**Soru 1**
HDP'li ekolojistlerin basın toplantısını anlatan metne göre lütfen şu soruları yanıtlayın:
(a) Basın bilgilendirme toplantısı hangi binada düzenlendi?
(b) Naci Sönmez'in görevi nedir?
(c) Sönmez'e göre temaslar kaç gündür sürüyor?

**Metin**
Ana Sayfa Ekoloji HDP’Lİ EKOLOJİSTLER: RANT VE TALAN ODAKLI BİR ÇÖKME HALİDİR

HDP’Lİ EKOLOJİSTLER: RANT VE TALAN ODAKLI BİR ÇÖKME HALİDİR

0
HDP’Lİ EKOLOJİSTLER: RANT VE TALAN ODAKLI BİR ÇÖKME HALİDİR

Depremin yarattığı sorunlara dikkat çeken ekoloji örgütleri sözcüleri,” Depremin olduğu ilk günden bu yana, iktidarın ve çevresinin kendini hissettiren, çoğulculuğu esas almayan, tekçiliğiyle bir afet yaratıldığını biliyoruz. Saray rejimine göre, sanki hiçbir şey yok. Sahada bunun böyle olmadığını hepimiz gördük. Bu durum ranta odaklı, talana odaklı bir çökme halidir. İnşaata dayalı bir çöküşün göstergesidir” Diyerek hükümetin deprem politikasını eleştirdiler.

Halkların Demokratik Partisi (HDP) Ekoloji Komisyonu, Halkların Demokratik Kongresi (HDK) Ekoloji Meclisi ve Mezopotamya Ekoloji Hareketi, depremin ekolojik etkilerini, çadır kentlerde yaşanan barınma sorunlarını ve depremde gösterilen dayanışmaya ilişkin HDP Peyas ilçe binasında basın bilgilendirme toplantısı düzenledi.

Burada konuşan HDP Ekoloji Komisyonundan Sorumlu Eş Genel Başkan Yardımcısı Naci Sönmez, deprem sonrası yaşanan politik sürece değindi. Dayanışma ve birlikle süreci aşacaklarını dile getiren Sönmez, “4-5 gündür yaptığımız temaslar sonucunda görüyoruz ki aslında yönetim enkaz altında kaldı ve yeni bir afet yaratıldı. Depremin olduğu ilk günden bu yana, iktidarın ve çevresinin kendini hissettiren, çoğulculuğu esas almayan, tekçiliğiyle bir afet yaratıldığını biliyoruz. Saray rejimine göre, sanki hiçbir şey yok. Sahada bunun böyle olmadığını hepimiz gördük. Bu durum ranta odaklı, talana odaklı bir çökme halidir. İnşaata dayalı bir çöküşün göstergesidir. Yıkım böyle olmadan önce herhangi bir afetin olması gerekmezdi. Bunu kabul etmiyoruz. İktidar kendi güçsüzlüğünü, ilk günden itibaren sahada olmadığını, sivil topluma dayanışma gösterenlere karşı gösterdiği tavrı da hepimiz gördük” dedi.

**Soru 2**
Kayıtların başından başlayıp “[756,377,874,684]” içeren satırla biten bölümü, iki uçtaki satırlar da dahil olmak üzere yeniden yazın ve bu bölümde “What to find” ifadesini “Target” ile değiştirin. Başka hiçbir şeyi değiştirmeyin.

[Sınırlayıcı kutu etiketleme kayıtları]
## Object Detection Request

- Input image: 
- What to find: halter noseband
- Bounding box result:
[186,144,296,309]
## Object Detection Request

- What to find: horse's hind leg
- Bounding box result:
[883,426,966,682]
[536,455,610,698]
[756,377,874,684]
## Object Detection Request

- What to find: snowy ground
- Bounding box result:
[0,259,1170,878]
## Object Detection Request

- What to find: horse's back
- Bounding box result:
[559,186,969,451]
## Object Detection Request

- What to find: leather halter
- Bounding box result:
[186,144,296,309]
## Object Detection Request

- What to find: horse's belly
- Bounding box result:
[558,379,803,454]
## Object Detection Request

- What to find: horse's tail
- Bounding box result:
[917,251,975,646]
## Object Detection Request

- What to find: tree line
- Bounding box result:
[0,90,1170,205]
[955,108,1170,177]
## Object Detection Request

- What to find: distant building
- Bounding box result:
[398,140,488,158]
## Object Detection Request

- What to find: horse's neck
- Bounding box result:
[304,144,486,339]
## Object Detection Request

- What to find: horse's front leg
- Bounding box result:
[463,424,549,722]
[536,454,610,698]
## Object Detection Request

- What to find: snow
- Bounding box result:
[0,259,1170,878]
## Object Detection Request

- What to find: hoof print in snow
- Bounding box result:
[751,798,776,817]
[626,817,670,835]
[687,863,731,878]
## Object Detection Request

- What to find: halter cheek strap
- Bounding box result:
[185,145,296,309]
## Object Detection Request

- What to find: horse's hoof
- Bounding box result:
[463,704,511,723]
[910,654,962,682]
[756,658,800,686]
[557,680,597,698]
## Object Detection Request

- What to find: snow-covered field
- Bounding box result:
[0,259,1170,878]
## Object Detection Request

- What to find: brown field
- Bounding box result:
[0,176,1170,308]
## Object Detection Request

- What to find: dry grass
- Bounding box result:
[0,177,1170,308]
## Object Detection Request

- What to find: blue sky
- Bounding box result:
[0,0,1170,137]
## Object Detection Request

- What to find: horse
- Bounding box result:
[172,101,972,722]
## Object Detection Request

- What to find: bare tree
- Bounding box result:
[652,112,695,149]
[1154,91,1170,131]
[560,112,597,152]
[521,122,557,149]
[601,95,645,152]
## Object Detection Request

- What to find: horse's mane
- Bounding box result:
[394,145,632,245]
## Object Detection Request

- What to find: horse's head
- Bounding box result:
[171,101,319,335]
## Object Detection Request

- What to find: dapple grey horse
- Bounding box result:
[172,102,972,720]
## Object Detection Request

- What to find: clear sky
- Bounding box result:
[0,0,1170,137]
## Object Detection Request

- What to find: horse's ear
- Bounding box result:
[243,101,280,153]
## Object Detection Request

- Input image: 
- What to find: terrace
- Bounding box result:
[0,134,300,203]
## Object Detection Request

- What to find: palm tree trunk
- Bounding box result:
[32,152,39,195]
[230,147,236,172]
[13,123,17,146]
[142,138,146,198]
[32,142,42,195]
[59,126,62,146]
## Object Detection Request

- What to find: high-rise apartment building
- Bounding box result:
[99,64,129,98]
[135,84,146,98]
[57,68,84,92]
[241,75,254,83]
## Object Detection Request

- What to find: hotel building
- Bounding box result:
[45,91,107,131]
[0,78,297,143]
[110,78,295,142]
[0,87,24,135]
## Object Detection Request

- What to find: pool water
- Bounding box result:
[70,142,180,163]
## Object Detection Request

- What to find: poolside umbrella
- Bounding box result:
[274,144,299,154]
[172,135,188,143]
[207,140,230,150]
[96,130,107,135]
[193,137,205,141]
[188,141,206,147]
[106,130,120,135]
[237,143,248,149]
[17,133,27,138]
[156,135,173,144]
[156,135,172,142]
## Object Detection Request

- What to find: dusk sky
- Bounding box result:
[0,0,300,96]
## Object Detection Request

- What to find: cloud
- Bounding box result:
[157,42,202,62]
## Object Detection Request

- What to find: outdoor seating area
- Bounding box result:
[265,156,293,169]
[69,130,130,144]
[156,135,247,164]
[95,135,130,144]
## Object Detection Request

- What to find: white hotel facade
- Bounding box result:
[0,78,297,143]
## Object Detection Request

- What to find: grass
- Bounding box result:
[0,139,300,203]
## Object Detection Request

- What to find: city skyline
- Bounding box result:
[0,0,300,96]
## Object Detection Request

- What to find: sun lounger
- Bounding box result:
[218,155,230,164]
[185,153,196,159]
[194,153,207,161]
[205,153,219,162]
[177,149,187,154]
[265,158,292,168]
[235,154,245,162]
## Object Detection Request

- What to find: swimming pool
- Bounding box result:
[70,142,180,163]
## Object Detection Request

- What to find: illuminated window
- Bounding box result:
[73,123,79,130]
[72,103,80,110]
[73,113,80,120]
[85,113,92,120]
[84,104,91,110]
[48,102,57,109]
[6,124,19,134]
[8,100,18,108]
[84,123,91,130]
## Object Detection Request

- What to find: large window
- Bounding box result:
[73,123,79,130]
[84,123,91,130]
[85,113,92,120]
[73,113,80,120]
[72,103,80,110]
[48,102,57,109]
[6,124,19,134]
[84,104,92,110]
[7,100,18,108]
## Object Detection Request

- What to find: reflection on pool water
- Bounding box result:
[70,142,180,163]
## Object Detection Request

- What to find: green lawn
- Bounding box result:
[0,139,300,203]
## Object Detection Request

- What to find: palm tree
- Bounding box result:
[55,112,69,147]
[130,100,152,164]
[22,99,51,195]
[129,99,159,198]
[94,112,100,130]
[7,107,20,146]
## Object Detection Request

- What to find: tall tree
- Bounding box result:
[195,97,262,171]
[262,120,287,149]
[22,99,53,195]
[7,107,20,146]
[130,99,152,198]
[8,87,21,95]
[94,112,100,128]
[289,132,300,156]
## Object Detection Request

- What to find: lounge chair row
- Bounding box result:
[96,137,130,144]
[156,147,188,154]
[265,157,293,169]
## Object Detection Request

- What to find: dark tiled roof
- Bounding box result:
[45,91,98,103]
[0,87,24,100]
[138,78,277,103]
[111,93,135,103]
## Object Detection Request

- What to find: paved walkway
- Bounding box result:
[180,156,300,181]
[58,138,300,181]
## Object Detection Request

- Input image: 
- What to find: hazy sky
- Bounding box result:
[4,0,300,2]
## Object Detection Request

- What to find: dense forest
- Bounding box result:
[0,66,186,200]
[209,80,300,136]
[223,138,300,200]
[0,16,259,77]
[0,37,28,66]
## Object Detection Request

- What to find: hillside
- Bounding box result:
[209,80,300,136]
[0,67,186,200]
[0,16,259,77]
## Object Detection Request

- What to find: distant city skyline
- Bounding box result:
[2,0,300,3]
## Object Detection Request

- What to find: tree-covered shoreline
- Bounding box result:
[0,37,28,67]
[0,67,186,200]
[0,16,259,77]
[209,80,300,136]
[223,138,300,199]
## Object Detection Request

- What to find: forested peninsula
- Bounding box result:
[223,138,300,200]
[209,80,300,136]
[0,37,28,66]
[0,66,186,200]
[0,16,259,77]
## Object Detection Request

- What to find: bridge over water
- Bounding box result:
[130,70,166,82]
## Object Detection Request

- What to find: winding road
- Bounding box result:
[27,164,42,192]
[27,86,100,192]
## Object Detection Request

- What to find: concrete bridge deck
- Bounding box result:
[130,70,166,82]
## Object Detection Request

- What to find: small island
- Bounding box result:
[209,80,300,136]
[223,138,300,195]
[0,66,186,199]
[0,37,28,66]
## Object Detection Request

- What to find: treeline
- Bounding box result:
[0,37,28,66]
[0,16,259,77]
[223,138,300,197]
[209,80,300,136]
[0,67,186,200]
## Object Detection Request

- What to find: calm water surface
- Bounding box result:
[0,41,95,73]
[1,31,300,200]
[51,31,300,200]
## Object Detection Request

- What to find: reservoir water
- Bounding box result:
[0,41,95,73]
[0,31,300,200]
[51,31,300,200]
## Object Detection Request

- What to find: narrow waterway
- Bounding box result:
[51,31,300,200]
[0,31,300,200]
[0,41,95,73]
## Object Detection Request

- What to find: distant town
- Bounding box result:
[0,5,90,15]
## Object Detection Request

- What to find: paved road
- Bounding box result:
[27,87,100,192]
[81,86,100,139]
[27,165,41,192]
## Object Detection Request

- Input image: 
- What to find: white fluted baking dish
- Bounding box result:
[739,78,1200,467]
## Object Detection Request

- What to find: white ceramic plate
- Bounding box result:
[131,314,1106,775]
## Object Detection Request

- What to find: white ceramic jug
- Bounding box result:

**Alıştırma Çözümü 1**
(a) HDP Peyas ilçe binasında.
(b) HDP Ekoloji Komisyonundan Sorumlu Eş Genel Başkan Yardımcısı.
(c) 4-5 gündür.

**Alıştırma Çözümü 2**
## Object Detection Request

- Input image: 
- Target: halter noseband
- Bounding box result:
[186,144,296,309]
## Object Detection Request

- Target: horse's hind leg
- Bounding box result:
[883,426,966,682]
[536,455,610,698]
[756,377,874,684]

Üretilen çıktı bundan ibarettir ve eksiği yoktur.